### Supplied entries
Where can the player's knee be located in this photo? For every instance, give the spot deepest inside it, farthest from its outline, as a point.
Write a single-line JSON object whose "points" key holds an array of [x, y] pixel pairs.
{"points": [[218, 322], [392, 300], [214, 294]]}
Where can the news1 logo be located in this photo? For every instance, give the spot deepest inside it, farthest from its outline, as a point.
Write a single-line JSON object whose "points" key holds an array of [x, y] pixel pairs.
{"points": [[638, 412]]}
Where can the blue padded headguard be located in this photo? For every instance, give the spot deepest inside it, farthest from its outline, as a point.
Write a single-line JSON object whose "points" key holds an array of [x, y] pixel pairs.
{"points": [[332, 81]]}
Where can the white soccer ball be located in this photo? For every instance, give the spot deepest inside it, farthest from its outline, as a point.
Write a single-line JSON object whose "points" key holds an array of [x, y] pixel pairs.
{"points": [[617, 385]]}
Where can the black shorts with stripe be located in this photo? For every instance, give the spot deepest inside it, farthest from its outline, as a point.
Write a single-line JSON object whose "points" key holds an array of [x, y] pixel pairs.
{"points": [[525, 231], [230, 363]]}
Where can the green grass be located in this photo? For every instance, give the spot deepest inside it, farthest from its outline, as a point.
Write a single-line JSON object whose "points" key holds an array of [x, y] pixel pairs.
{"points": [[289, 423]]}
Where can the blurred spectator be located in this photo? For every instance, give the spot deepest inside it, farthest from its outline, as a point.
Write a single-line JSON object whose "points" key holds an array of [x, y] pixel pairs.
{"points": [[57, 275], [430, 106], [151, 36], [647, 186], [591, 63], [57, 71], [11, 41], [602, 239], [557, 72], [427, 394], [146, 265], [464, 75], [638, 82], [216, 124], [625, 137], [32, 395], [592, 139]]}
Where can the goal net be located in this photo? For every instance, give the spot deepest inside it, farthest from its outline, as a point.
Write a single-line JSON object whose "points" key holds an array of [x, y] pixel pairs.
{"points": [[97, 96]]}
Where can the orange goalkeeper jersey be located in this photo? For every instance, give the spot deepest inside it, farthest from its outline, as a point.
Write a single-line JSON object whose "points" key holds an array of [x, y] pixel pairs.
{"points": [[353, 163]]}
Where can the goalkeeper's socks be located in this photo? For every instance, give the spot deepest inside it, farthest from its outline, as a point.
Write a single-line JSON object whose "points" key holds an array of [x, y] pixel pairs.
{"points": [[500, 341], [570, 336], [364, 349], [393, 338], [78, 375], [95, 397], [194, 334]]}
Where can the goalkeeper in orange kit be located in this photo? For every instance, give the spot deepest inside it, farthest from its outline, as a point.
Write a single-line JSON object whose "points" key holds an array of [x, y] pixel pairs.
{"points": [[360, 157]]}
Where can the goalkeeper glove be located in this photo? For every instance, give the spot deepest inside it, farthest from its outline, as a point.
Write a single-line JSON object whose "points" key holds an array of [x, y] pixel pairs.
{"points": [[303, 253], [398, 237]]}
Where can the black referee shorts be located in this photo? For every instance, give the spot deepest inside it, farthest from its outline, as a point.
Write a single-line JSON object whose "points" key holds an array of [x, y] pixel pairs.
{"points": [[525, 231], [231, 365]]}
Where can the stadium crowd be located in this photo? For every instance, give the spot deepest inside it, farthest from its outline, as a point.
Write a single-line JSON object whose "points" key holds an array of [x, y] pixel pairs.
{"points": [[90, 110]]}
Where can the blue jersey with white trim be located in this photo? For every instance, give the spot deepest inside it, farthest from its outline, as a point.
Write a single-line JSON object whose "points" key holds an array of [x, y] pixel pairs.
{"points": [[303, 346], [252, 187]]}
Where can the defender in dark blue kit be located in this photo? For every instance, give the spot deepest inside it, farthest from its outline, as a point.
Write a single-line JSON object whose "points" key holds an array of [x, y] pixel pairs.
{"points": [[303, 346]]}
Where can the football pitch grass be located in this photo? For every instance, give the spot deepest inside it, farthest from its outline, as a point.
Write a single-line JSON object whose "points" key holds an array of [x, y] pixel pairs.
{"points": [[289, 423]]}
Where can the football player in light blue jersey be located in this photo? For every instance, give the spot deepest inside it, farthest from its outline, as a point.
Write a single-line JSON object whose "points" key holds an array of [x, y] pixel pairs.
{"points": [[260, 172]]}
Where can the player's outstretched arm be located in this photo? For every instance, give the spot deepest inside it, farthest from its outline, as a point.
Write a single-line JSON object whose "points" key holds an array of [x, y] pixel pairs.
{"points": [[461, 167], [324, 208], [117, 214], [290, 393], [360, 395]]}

### What to produce
Across the whole listing, show each line where the word "shorts" occurs.

### Task solution
Where can the black shorts with stripe be located in this photo? For every instance, give the spot deepest inside it, farthest from its outline, as a point.
Where can the black referee shorts be located in this photo? For every instance, give the spot deepest inside it, farthest from its outline, as a point.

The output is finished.